* begin Entries provided *

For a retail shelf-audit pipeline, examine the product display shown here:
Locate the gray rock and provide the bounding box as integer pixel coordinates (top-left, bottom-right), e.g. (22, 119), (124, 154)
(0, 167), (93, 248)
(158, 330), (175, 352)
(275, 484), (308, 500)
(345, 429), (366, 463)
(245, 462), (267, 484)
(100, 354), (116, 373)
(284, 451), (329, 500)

* end Entries provided *

* [Aim]:
Reproduce every one of the entries above, word for word and unchanged.

* [Response to the exercise]:
For a retail shelf-audit pipeline, examine the product display shown here:
Locate the gray rock and provide the bounding box as integer pixel coordinates (top-left, bottom-right), e.g. (22, 119), (124, 154)
(0, 167), (93, 248)
(158, 330), (175, 352)
(275, 484), (308, 500)
(345, 429), (366, 463)
(245, 462), (267, 484)
(100, 354), (116, 373)
(284, 451), (329, 500)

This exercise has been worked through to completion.